* **EXERCISE AIM**: Copy each line of the listing below exactly.

◇ ◇ ◇ ◇ ◇

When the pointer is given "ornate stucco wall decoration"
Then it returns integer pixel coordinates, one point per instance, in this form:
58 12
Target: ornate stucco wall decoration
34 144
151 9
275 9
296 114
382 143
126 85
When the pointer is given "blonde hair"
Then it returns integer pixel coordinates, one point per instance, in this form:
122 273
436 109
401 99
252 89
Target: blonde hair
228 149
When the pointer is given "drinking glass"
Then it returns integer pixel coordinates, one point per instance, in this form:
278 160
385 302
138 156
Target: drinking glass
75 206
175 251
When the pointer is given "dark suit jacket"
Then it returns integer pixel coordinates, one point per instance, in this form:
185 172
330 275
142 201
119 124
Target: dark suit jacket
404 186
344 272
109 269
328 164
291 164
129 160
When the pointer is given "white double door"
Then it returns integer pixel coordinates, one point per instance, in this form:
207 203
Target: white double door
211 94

◇ ◇ ◇ ◇ ◇

* **EXERCISE OUTPUT**:
When the pointer is given "ornate stucco wall decoration"
Then it returns integer pixel coordinates, one point per instance, in this form:
58 12
Target: ornate stucco wall decoration
34 144
151 9
275 9
296 114
382 143
126 85
When the pointer is given "blonde hair"
Then it returns integer pixel coordinates, one point per instance, in this form:
122 273
436 109
401 99
252 89
Target: blonde hair
228 149
When the pointer is given "drinking glass"
Then it returns integer pixel coordinates, one point per instance, in this form:
278 160
385 302
138 156
Target: drinking glass
75 206
175 251
When the pointer is given "dark suit jacket"
Then it returns integer pixel coordinates, one point per instance, in this form:
185 172
330 275
142 201
119 124
Target: dark suit jacket
404 186
344 272
109 269
328 164
291 164
129 160
When the pointer is given "white double door"
Then it returns integer pixel coordinates, one point per instance, in this form:
207 203
Target: white double door
211 94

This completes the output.